> INSTRUCTION
Find and copy every line in the listing below that contains the word "shop". Case counts.

> SUPPLIED RECORDS

§

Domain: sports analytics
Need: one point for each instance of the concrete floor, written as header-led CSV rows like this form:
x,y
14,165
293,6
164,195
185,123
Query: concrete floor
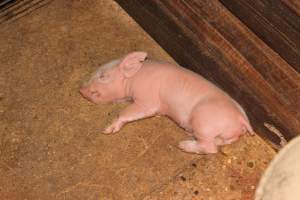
x,y
50,141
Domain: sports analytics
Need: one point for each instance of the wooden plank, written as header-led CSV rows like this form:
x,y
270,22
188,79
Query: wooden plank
x,y
293,5
274,22
193,34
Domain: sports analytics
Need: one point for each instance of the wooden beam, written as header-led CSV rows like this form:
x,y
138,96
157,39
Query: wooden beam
x,y
274,22
206,38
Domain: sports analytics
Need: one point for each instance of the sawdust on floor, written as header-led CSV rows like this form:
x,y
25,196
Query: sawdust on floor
x,y
50,141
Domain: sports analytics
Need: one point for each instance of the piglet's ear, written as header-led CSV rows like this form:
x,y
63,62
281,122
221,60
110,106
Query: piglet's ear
x,y
132,63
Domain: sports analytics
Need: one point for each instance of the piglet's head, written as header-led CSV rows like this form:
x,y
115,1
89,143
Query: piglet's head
x,y
109,82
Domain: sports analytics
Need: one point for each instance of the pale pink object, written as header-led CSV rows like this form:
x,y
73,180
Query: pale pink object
x,y
202,109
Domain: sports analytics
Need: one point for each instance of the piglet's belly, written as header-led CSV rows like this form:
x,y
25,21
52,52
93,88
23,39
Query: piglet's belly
x,y
180,116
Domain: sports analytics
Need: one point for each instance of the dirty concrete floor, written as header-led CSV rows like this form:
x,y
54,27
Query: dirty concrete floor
x,y
50,141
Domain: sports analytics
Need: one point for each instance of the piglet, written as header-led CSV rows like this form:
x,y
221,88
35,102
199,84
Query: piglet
x,y
207,113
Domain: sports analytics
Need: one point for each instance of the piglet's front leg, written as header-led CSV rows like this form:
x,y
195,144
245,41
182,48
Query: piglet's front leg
x,y
131,113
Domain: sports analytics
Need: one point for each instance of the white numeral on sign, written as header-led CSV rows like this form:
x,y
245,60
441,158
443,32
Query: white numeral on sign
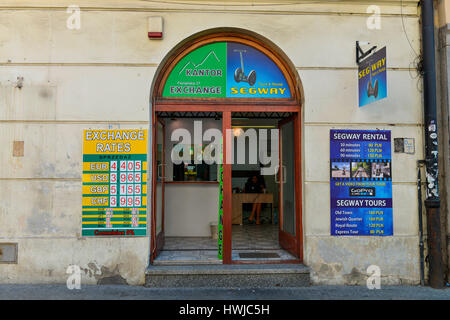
x,y
130,177
130,165
137,165
137,189
137,177
130,189
123,201
129,201
137,201
112,202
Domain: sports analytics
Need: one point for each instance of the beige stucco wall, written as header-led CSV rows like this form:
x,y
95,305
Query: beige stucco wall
x,y
100,77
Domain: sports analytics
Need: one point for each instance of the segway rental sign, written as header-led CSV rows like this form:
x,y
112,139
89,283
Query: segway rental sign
x,y
372,84
226,69
114,183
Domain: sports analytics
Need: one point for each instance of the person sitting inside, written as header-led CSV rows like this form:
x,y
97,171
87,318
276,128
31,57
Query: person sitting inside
x,y
255,184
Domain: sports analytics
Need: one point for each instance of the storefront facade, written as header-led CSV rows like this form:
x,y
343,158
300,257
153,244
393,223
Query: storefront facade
x,y
59,80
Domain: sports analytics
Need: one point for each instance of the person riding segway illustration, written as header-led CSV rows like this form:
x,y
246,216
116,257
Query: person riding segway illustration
x,y
239,73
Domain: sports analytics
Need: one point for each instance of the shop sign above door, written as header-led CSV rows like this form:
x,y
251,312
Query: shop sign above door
x,y
226,70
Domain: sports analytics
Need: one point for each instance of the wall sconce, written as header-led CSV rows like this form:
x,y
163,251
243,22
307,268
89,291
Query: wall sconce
x,y
155,28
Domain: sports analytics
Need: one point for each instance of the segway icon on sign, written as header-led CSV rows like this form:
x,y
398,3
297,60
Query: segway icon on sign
x,y
239,74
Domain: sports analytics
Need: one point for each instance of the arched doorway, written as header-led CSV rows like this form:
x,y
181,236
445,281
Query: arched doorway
x,y
229,75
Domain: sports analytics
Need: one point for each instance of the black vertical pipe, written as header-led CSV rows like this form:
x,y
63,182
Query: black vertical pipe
x,y
432,202
421,244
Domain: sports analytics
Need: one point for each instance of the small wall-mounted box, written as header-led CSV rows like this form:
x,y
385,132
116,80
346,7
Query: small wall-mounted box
x,y
8,252
404,145
155,27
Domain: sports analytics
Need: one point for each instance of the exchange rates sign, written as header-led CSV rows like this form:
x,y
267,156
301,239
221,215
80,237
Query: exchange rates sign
x,y
361,183
114,183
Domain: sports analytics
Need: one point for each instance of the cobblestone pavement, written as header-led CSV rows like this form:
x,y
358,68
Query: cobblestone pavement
x,y
107,292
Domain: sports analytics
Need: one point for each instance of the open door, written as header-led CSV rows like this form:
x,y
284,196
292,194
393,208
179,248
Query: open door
x,y
158,187
288,184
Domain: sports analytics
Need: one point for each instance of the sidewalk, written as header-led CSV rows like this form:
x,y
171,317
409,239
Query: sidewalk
x,y
107,292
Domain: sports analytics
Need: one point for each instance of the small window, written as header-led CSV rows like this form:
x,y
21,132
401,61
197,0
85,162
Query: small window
x,y
193,171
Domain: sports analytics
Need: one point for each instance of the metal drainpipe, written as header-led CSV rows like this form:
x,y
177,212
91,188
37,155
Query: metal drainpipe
x,y
432,202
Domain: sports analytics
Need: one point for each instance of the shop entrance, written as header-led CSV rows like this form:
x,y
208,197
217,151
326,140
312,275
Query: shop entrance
x,y
258,219
264,188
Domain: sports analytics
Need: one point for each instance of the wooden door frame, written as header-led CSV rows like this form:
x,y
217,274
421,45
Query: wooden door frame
x,y
283,236
157,239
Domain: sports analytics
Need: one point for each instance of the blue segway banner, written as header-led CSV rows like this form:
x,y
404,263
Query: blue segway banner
x,y
372,83
360,183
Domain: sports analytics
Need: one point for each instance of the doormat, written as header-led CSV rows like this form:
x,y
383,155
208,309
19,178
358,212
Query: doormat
x,y
258,255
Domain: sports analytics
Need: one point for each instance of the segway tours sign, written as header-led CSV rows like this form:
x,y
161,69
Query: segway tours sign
x,y
226,69
361,183
372,84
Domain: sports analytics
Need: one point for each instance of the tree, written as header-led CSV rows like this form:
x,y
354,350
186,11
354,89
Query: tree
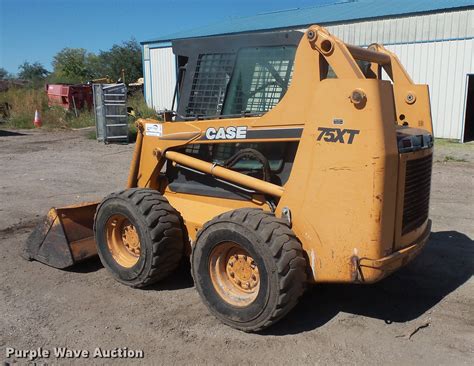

§

> TASK RESULT
Need: one point for each instance of the shop sign above door, written as header-led CSV rows like this form:
Query: shop sign above door
Need: one point for each instance of the shop entrance, written as header-led CSV rows like this form:
Query: shop entrance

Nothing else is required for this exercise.